[Start Provided data]
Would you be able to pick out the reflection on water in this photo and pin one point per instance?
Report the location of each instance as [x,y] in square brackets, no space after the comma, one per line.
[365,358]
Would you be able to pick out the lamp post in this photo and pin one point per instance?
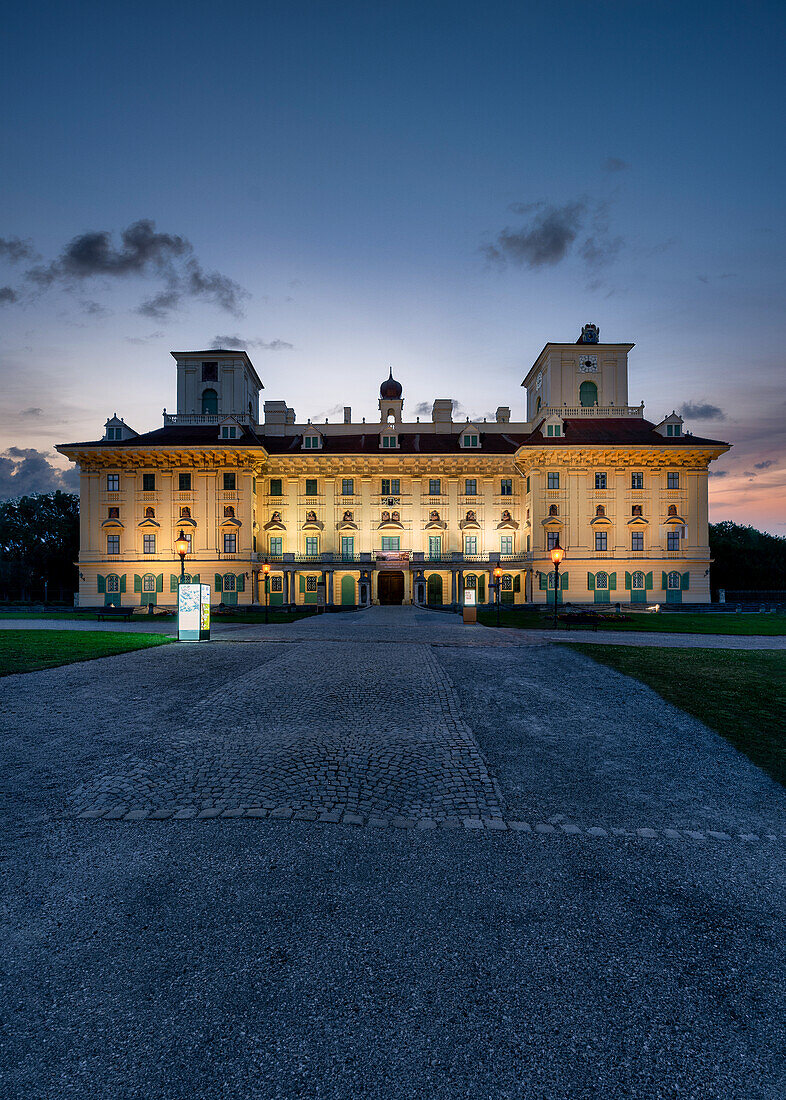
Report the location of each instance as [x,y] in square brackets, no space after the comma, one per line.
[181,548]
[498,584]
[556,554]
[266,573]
[End Provided data]
What you have to do ->
Format every line of the items above as a JSON list of strings, one string per line, skipping blank lines. Omit the pictures.

Result of this exercise ->
[
  "Would you be able to pick out the reflection on water in this photo and pin one point per instance?",
  "Report the location of each instance as [x,y] in square brackets, no space after the comma, one per line.",
  "[365,358]",
  "Would you be able to pick out the lamp post in this photo and pin one point per instance?",
  "Report the location of each instance as [x,y] in square brackets, no space after the comma, one per line.",
  "[181,548]",
  "[498,584]",
  "[556,554]",
  "[266,573]"
]